SUPPLIED PASSAGE:

◆ ◆ ◆ ◆

In a new ritual we emerge each day from lockdown to thread our way past red-brick houses. We keep two metres apart from our fellow human beings in a choreography designed to prevent the spread of a virus that could rob us of the breath of life.
A broken down fence admits us to another world where once Jackson’s works made and sold millions of bricks of a type known as ‘Cheshire commons’. Now silver-grey aspens converge to form a forest, pliant and densely packed, a green lung breathing fresh air into the ariel blue of an open sky. Cyclical in their measures, our feet repeat the same route round this emerald world of nature every day. Through time leaves unfurl, plants grow luxuriant, butterflies lurch haphazardly and magpies rule the roost. Gathering in gangs, resplendent in Napoleonic plumage, they graze the grassland with the concentration of sheep.
And each day the artist stops to draw them, capturing their forms and agitated oscillations with sharp decisive movements of pencil on paper. These bare-bone portraits of birds are then transcribed later in the studio, into unseen drawings, through the medium of carbon paper.
But one day comes, about the time of the arrival of the swifts, when it becomes clear that something is amiss within this idyll. Earth has been disturbed and the rubbish dumped into the former clay pits in times past uncovered. Needle-like fibres of asbestos are free to float airborne and enter human lungs and rob them of the breath of life. People are forbidden, fences are erected and a paradise is lost. Yet the memory of this pocket of green space lives on in the teeming aviary of drawn birds recorded by the artist.

◆ ◆ ◆ ◆

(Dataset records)
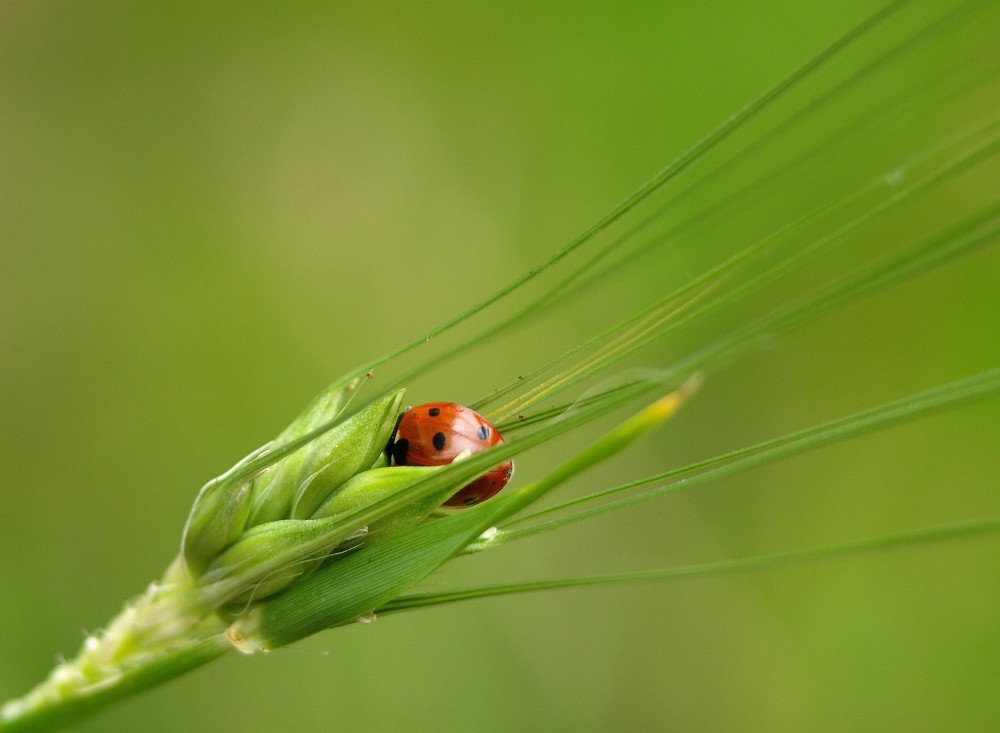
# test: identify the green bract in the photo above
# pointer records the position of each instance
(250, 508)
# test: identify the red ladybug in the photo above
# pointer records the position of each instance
(434, 434)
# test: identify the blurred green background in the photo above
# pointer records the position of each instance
(209, 212)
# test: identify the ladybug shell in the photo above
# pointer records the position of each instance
(434, 434)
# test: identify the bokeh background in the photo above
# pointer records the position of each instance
(208, 212)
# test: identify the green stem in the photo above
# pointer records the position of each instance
(45, 709)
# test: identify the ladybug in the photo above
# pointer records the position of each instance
(435, 434)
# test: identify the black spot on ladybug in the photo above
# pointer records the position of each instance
(399, 449)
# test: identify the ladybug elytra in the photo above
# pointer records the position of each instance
(434, 434)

◆ ◆ ◆ ◆

ACTIVITIES:
(A) From the lockdown passage, return the part from "A broken down" to "concentration of sheep.".
(B) Name every animal the lockdown passage mentions by a specific name, leaving out the general word "birds".
(C) Based on the lockdown passage, decide whether each statement agrees with it. (i) The forest on the old works site is made up of aspens. (ii) The artist completes the finished drawings outdoors while watching the birds. (iii) The site was closed to people because of flooding.

SOLUTION LIST:
(A)
A broken down fence admits us to another world where once Jackson’s works made and sold millions of bricks of a type known as ‘Cheshire commons’. Now silver-grey aspens converge to form a forest, pliant and densely packed, a green lung breathing fresh air into the ariel blue of an open sky. Cyclical in their measures, our feet repeat the same route round this emerald world of nature every day. Through time leaves unfurl, plants grow luxuriant, butterflies lurch haphazardly and magpies rule the roost. Gathering in gangs, resplendent in Napoleonic plumage, they graze the grassland with the concentration of sheep.

(B) butterflies, magpies, sheep, swifts

(C)
(i) Yes: "Now silver-grey aspens converge to form a forest"
(ii) No: "These bare-bone portraits of birds are then transcribed later in the studio"
(iii) No: "Needle-like fibres of asbestos are free to float airborne and enter human lungs"